[Dati da un set di etichettatura a punti]
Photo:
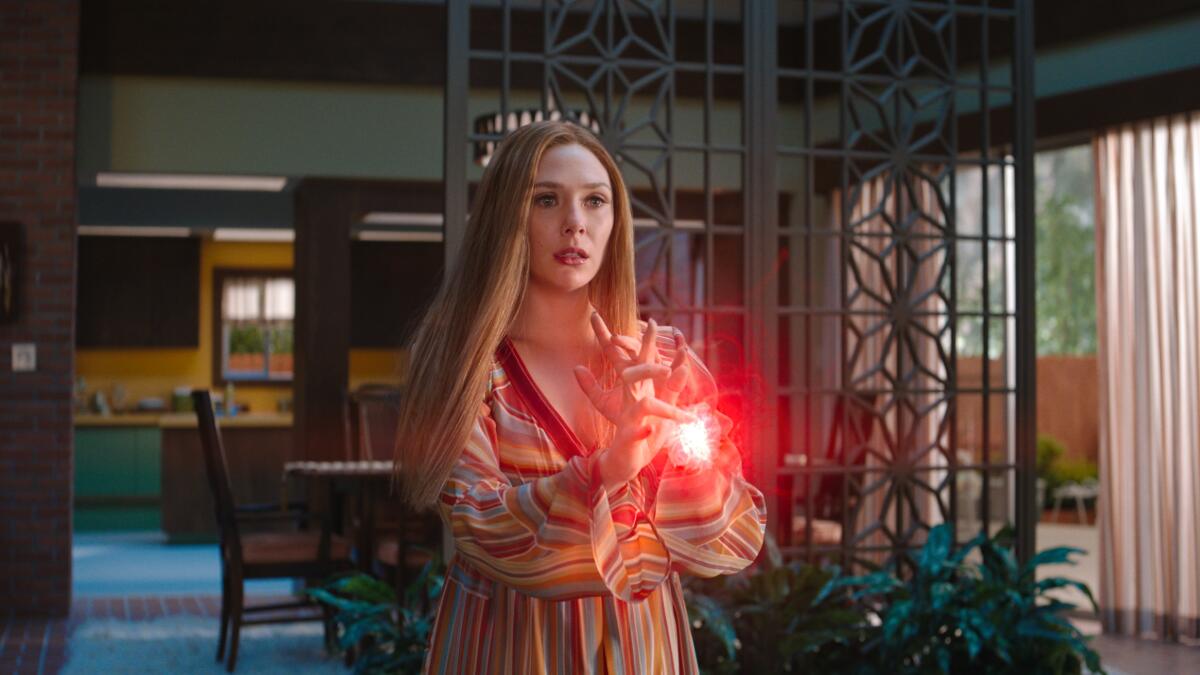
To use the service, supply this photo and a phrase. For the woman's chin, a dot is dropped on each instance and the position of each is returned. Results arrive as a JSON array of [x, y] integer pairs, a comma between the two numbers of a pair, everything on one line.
[[565, 280]]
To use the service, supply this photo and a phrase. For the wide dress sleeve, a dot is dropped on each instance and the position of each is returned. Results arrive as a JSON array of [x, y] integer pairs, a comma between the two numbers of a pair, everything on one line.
[[712, 519], [556, 537]]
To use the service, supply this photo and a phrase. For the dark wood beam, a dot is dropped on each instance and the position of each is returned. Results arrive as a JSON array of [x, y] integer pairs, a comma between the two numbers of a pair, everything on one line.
[[322, 266], [406, 43]]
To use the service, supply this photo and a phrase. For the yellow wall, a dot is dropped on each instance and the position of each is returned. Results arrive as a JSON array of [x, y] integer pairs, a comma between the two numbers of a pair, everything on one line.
[[156, 372]]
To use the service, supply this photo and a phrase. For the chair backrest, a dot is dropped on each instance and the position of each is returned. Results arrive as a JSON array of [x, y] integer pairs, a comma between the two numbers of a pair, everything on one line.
[[215, 466], [373, 419], [850, 431]]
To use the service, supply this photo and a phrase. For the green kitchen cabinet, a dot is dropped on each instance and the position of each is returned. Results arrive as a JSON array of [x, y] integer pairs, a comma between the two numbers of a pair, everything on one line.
[[118, 478]]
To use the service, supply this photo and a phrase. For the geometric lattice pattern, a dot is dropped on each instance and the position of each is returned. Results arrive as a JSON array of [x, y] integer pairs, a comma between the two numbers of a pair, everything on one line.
[[885, 425]]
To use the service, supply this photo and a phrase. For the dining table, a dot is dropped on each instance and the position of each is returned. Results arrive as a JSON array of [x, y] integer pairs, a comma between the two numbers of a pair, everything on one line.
[[354, 484]]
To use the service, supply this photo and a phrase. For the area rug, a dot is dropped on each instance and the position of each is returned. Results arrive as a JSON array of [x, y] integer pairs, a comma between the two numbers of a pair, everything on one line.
[[187, 644]]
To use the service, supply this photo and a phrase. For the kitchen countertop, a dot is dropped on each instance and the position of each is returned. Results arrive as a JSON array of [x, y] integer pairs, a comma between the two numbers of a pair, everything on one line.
[[183, 420]]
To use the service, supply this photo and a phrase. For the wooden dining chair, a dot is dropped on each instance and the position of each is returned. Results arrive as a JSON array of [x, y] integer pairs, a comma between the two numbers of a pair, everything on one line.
[[373, 418], [406, 539], [309, 555]]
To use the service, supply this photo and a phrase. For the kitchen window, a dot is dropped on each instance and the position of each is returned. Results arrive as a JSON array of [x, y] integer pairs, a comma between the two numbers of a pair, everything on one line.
[[256, 329]]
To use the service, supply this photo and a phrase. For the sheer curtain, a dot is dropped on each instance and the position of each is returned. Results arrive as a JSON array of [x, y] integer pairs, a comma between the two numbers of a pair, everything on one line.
[[1147, 195]]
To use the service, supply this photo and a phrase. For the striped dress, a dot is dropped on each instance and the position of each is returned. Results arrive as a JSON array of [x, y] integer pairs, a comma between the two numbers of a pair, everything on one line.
[[553, 573]]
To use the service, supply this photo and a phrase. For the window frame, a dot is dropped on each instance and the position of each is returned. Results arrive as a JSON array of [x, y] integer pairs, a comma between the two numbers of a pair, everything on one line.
[[220, 275]]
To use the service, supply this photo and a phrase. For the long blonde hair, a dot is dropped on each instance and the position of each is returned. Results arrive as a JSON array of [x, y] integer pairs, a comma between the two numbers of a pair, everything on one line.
[[453, 350]]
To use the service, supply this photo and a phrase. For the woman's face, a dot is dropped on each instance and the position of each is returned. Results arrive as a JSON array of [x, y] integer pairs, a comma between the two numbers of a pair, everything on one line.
[[570, 219]]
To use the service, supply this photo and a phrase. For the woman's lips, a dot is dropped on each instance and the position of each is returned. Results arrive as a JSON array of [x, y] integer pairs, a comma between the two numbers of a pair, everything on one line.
[[571, 256]]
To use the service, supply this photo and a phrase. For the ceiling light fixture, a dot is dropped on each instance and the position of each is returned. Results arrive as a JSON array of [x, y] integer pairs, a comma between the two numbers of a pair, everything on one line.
[[253, 234], [192, 181]]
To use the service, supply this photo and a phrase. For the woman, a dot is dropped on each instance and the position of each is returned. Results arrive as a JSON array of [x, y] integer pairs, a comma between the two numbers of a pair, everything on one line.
[[537, 422]]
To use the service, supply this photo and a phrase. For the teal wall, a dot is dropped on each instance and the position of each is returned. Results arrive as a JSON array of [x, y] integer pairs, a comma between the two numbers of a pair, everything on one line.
[[118, 461]]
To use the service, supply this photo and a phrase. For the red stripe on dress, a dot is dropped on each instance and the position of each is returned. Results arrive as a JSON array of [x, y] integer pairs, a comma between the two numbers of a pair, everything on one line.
[[544, 413]]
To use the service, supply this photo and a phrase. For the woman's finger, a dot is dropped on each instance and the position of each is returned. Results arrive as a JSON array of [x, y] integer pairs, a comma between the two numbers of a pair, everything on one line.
[[636, 374], [681, 356], [649, 344], [652, 406], [669, 390], [631, 345], [611, 348], [591, 387]]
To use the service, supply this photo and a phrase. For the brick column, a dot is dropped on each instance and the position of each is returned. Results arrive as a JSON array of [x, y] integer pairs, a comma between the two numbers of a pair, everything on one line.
[[39, 69]]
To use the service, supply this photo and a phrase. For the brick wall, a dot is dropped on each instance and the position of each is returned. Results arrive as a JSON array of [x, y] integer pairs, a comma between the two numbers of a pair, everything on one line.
[[39, 66]]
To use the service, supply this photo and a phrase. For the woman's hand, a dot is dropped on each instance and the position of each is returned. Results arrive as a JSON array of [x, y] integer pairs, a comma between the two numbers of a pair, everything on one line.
[[646, 389]]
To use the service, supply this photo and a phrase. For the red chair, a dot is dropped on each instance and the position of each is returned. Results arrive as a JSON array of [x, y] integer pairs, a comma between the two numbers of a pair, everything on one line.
[[309, 555]]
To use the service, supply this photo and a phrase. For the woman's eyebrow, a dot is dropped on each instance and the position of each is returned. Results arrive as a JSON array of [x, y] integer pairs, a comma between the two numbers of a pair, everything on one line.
[[558, 185]]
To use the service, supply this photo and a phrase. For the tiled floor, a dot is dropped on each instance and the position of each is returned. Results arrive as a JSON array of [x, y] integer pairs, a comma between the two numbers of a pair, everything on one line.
[[113, 581], [40, 645]]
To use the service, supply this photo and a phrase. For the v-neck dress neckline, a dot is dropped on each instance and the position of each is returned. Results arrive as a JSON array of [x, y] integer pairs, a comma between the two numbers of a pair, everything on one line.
[[547, 417]]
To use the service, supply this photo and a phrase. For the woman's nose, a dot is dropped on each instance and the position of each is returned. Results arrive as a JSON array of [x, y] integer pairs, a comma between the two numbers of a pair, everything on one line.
[[573, 221]]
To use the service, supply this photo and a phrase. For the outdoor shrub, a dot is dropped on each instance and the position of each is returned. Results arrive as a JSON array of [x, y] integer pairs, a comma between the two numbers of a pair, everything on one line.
[[947, 615], [771, 620], [991, 616], [1075, 471], [389, 633]]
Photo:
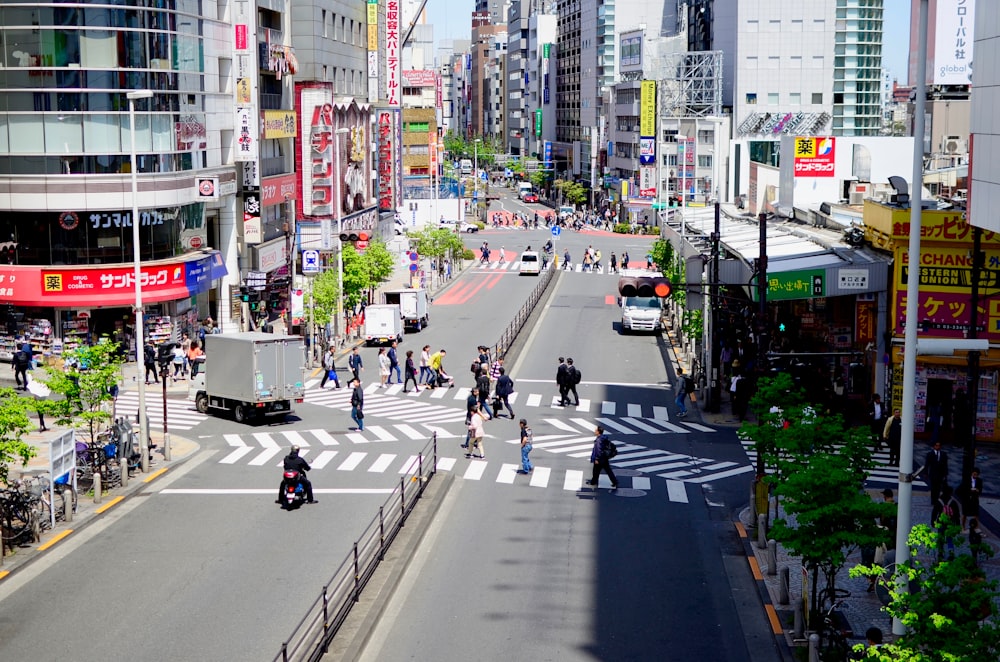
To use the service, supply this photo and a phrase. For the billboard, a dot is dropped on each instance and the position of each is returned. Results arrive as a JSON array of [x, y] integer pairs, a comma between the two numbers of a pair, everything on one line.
[[647, 108], [953, 33], [814, 157]]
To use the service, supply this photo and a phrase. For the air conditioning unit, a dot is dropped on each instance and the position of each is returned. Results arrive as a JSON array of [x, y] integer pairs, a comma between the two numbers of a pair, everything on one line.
[[954, 145]]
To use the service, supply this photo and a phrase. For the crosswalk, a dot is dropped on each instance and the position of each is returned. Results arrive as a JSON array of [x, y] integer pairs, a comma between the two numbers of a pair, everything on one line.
[[883, 473], [181, 414], [577, 267], [448, 406]]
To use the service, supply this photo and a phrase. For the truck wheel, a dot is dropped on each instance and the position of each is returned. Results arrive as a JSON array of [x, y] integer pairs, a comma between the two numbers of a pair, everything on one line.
[[240, 414]]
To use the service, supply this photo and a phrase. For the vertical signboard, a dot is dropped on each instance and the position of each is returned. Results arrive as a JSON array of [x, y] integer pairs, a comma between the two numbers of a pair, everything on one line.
[[393, 65], [316, 150], [373, 54], [245, 80], [953, 32], [647, 122]]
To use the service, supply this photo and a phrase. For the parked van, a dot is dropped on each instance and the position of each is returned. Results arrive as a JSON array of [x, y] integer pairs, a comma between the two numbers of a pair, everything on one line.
[[530, 263]]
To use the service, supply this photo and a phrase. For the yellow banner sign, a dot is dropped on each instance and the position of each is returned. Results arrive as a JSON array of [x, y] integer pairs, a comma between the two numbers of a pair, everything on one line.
[[647, 109]]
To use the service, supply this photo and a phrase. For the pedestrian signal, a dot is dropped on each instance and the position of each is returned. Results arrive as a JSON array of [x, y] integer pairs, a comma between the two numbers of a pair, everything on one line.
[[644, 286]]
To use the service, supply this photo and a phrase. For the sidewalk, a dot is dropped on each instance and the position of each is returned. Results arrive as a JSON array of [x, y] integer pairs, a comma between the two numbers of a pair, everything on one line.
[[87, 511]]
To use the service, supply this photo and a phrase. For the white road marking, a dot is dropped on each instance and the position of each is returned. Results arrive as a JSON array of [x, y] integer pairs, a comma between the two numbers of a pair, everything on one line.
[[676, 491]]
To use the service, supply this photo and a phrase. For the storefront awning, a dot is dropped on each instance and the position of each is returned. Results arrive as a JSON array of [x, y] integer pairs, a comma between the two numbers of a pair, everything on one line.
[[107, 286]]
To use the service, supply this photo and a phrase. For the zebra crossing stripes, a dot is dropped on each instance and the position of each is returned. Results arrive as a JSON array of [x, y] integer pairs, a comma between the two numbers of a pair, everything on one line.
[[181, 414]]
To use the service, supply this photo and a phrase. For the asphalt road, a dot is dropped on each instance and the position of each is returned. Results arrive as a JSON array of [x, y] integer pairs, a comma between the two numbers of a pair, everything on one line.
[[204, 566]]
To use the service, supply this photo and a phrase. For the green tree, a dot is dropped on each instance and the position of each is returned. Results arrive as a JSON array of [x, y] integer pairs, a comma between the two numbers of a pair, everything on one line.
[[86, 384], [14, 424], [325, 293], [950, 610]]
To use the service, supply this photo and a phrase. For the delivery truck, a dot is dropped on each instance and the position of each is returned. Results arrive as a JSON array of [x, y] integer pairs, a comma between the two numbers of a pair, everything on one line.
[[253, 375], [412, 304], [383, 324]]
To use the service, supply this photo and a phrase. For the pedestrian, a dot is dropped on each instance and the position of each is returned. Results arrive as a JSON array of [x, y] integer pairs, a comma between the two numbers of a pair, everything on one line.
[[195, 357], [562, 378], [600, 457], [680, 392], [355, 364], [383, 366], [476, 434], [410, 370], [573, 377], [358, 405], [876, 420], [936, 465], [149, 361], [425, 365], [21, 365], [471, 403], [504, 387], [178, 360], [186, 346], [483, 387], [329, 368], [892, 433], [527, 436], [971, 491], [394, 363]]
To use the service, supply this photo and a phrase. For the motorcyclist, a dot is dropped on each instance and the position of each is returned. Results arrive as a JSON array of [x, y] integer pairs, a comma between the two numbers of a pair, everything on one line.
[[295, 463]]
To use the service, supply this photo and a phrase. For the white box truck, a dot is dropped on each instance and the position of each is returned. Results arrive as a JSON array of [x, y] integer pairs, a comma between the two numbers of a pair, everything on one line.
[[412, 304], [383, 324], [253, 375]]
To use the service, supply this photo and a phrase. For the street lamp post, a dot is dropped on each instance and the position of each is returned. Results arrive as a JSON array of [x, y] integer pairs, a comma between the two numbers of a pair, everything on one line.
[[475, 175], [340, 244], [137, 269]]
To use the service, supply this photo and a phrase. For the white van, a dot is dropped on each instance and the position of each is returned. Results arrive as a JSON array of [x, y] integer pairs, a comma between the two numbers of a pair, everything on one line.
[[530, 263]]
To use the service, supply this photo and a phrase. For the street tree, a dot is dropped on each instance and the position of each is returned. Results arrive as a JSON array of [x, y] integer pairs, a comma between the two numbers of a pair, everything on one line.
[[88, 383], [325, 292], [14, 424], [949, 609]]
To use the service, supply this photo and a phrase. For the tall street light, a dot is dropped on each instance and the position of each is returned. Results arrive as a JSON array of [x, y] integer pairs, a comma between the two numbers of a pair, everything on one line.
[[340, 244], [139, 322], [475, 174]]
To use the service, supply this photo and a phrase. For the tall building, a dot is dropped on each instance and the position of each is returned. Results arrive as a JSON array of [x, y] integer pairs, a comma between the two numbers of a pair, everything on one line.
[[66, 217]]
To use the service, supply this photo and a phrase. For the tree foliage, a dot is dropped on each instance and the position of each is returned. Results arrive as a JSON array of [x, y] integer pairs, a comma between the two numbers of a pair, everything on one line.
[[14, 424], [90, 373], [950, 610], [818, 468]]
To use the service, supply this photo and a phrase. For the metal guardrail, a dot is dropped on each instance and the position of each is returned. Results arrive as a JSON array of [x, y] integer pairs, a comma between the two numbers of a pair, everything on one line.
[[324, 617], [499, 349]]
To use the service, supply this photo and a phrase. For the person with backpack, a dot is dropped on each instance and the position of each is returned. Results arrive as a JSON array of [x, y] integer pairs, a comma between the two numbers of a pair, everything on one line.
[[527, 436], [21, 365], [573, 378], [604, 449], [504, 387], [680, 392]]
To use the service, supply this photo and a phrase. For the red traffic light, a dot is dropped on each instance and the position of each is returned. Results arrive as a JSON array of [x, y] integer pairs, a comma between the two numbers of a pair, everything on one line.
[[644, 286]]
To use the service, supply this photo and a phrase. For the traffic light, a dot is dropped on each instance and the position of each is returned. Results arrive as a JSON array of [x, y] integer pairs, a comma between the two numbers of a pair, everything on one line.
[[644, 286]]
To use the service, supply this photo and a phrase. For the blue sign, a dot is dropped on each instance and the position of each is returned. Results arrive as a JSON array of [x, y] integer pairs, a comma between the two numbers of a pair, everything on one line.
[[310, 262]]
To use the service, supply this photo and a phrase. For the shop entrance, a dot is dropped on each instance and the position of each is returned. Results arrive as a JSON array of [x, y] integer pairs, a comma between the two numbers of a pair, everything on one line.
[[939, 404]]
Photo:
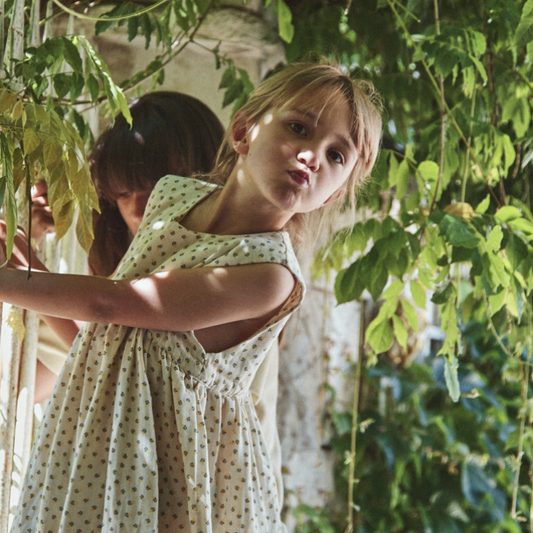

(Consegna)
Ricopia identiche le righe dei dati che vanno da quella contenente "the yellow banner" fino a quella contenente "[[87, 511]]", entrambe comprese.

(Risultato)
To use the service, supply this photo and a phrase. For the yellow banner sign, a dot is dropped on each instance and the position of each is returned. Results arrive as a JSON array of [x, y] integer pairs, a comma between the two numbers of a pair, everything on one line.
[[647, 109]]
To use the service, supply this photo and a phrase. For the pedestrian signal, a dot is dropped on each instance and the position of each is returned. Results arrive as a JSON array of [x, y] integer pairs, a comma between the two numbers of a pair, everything on one line.
[[644, 286]]
To use the service, supply this photo and a phrase. For the sidewalk, a dot is dropped on each instance and the position of each is returned. Results arrive as a JSON array of [x, y] integer pairs, a comma between the two numbers of a pair, everything on one line.
[[87, 511]]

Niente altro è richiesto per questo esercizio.